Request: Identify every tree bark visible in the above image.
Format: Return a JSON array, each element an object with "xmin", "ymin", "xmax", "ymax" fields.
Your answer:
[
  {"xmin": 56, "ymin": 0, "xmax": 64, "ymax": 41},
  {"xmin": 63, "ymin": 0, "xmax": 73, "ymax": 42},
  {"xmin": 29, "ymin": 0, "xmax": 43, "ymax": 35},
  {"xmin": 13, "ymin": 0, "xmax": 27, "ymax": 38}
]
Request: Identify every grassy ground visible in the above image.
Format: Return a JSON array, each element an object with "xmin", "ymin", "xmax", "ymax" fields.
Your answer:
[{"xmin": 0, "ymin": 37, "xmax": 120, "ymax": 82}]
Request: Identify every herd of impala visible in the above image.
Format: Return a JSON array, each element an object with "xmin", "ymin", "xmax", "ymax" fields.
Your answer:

==================================================

Do this: Recast the entire listing above as a numbered list, omitting blank lines.

Reply:
1. Request: Identify every tree bark visible in the above image.
2. Format: Return a JSON array, each element an object with "xmin", "ymin", "xmax", "ymax" fields.
3. Your answer:
4. [
5.   {"xmin": 56, "ymin": 0, "xmax": 64, "ymax": 41},
6.   {"xmin": 63, "ymin": 0, "xmax": 73, "ymax": 42},
7.   {"xmin": 29, "ymin": 0, "xmax": 43, "ymax": 35},
8.   {"xmin": 13, "ymin": 0, "xmax": 27, "ymax": 38}
9. ]
10. Request: Identify every grassy ground visible in the above image.
11. Format: Return a JSON array, each element an object with "xmin", "ymin", "xmax", "ymax" fields.
12. Your answer:
13. [{"xmin": 0, "ymin": 37, "xmax": 120, "ymax": 82}]
14. Request: Identify every herd of impala visible in the above image.
15. Format: Return a JSON array, each element an object with "xmin", "ymin", "xmax", "ymax" fields.
16. Your answer:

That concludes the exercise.